TASK OBJECTIVE: Emit the line that holds "Objective: one point per instance of the dark" and all lines following it through the end of the data, verbatim, and nothing else.

MATERIAL FOR THIS TASK:
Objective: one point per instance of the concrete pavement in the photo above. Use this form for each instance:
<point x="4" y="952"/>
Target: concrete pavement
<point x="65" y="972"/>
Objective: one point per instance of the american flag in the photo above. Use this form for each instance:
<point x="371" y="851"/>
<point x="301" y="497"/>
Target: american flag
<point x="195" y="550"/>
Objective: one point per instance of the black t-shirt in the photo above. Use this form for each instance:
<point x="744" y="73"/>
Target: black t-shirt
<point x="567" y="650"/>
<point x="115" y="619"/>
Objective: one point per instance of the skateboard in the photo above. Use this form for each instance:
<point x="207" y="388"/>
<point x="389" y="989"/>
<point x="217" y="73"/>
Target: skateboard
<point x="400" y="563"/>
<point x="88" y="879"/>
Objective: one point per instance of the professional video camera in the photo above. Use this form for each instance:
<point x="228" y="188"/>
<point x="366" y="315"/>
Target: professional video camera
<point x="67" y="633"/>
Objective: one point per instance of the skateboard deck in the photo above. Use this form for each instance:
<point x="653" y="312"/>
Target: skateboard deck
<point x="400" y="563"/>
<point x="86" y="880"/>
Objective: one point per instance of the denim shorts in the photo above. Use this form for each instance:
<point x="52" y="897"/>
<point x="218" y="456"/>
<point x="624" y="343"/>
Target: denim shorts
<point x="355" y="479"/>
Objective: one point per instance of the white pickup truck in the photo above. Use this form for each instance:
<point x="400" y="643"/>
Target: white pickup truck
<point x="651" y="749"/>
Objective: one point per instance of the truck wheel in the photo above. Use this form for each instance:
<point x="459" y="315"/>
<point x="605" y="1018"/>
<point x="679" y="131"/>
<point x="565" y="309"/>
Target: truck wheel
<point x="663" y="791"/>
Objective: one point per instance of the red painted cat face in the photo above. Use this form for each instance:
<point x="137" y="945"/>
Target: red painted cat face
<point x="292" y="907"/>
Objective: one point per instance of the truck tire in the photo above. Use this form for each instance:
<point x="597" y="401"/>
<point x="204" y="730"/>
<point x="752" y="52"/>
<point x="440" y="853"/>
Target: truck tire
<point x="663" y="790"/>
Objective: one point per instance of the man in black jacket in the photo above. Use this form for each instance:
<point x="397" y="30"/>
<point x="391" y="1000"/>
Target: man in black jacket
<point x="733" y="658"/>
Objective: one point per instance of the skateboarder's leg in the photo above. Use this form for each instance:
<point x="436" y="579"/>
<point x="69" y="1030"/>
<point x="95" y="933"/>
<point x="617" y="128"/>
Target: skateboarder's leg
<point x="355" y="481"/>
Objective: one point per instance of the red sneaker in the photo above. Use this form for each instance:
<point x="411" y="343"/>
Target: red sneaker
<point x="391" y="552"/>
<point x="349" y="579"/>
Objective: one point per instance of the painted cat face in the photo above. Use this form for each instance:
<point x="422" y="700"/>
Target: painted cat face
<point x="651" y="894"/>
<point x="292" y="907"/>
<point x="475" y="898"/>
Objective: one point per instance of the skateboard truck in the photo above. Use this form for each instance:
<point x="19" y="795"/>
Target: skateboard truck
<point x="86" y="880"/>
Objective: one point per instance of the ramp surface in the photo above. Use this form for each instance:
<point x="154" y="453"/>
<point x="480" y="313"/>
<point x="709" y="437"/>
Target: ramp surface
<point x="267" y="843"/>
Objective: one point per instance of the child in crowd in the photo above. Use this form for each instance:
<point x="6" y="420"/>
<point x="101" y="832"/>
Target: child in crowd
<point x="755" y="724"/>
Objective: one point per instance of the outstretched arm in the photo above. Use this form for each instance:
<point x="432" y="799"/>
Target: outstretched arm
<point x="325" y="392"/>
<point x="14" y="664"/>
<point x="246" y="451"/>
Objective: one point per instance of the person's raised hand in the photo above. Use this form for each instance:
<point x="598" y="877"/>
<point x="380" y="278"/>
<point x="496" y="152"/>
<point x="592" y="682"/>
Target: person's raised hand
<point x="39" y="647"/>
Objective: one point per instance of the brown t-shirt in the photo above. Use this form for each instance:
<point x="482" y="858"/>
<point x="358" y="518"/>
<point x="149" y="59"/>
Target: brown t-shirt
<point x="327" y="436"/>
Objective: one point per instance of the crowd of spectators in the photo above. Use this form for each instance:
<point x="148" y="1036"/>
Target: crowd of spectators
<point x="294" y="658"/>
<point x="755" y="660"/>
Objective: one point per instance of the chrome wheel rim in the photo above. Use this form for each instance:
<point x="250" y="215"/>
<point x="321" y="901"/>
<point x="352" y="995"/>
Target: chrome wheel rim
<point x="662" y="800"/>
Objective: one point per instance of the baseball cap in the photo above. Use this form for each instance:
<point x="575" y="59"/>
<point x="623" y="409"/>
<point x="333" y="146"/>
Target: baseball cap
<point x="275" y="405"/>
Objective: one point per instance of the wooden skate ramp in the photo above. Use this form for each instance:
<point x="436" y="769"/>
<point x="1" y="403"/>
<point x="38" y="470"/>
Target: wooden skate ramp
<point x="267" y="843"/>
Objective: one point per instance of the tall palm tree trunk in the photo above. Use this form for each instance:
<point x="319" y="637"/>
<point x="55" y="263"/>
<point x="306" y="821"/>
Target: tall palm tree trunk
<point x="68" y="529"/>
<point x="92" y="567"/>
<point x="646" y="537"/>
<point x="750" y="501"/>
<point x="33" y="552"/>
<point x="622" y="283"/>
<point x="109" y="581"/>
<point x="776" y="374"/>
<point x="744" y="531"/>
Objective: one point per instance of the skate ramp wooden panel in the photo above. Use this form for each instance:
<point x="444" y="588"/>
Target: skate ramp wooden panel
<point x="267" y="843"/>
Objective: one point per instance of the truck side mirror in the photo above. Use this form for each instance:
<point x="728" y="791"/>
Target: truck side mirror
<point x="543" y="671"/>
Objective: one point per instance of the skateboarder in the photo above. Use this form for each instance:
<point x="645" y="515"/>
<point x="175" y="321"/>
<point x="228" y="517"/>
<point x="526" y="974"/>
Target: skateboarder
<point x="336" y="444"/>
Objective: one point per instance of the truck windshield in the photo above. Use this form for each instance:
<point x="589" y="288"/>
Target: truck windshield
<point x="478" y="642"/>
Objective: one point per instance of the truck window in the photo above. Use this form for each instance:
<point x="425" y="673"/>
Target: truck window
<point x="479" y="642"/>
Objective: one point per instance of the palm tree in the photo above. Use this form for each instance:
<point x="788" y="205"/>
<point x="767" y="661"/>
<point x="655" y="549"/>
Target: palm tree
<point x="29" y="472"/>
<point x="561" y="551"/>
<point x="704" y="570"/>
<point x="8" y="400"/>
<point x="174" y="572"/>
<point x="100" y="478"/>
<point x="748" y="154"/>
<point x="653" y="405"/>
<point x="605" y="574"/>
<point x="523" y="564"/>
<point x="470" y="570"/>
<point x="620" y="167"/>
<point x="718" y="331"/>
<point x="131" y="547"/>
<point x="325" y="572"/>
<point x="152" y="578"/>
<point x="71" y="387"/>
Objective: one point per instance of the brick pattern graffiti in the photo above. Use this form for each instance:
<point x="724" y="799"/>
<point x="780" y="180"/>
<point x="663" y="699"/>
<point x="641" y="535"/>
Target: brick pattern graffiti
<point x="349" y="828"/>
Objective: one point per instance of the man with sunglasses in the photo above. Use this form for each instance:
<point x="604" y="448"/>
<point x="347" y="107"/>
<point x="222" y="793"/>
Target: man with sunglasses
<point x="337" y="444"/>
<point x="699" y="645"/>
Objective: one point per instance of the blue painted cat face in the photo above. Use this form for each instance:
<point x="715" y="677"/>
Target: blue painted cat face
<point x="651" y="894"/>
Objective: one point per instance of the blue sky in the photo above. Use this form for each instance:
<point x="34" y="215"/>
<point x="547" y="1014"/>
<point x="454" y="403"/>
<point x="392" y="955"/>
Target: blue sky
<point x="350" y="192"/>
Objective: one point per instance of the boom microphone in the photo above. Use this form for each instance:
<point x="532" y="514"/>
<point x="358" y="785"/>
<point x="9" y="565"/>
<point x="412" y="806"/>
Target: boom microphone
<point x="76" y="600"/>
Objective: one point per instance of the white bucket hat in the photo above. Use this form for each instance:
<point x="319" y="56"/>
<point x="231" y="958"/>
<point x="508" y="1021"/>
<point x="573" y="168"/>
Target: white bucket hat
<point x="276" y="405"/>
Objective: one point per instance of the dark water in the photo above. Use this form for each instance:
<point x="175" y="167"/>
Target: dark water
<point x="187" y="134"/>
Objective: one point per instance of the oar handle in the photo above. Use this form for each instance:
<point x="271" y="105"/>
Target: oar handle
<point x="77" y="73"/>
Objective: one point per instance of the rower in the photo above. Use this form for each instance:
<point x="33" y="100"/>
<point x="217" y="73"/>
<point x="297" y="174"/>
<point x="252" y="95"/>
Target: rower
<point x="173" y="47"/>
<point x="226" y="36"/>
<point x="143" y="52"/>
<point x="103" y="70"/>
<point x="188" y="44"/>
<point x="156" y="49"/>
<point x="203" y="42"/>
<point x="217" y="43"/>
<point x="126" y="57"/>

TASK OUTPUT:
Objective: one point per instance of the dark water in the photo above. Use this form for each instance:
<point x="175" y="167"/>
Target: dark water
<point x="187" y="134"/>
Objective: one point per instance of the oar handle in the photo above. Use this form for each instance:
<point x="271" y="105"/>
Target: oar handle
<point x="77" y="73"/>
Objective: one point per instance of the rower in the photo above. Use this form for each instance:
<point x="33" y="100"/>
<point x="217" y="73"/>
<point x="297" y="174"/>
<point x="252" y="95"/>
Target: rower
<point x="173" y="47"/>
<point x="226" y="36"/>
<point x="143" y="52"/>
<point x="103" y="70"/>
<point x="188" y="44"/>
<point x="156" y="49"/>
<point x="203" y="42"/>
<point x="217" y="43"/>
<point x="126" y="57"/>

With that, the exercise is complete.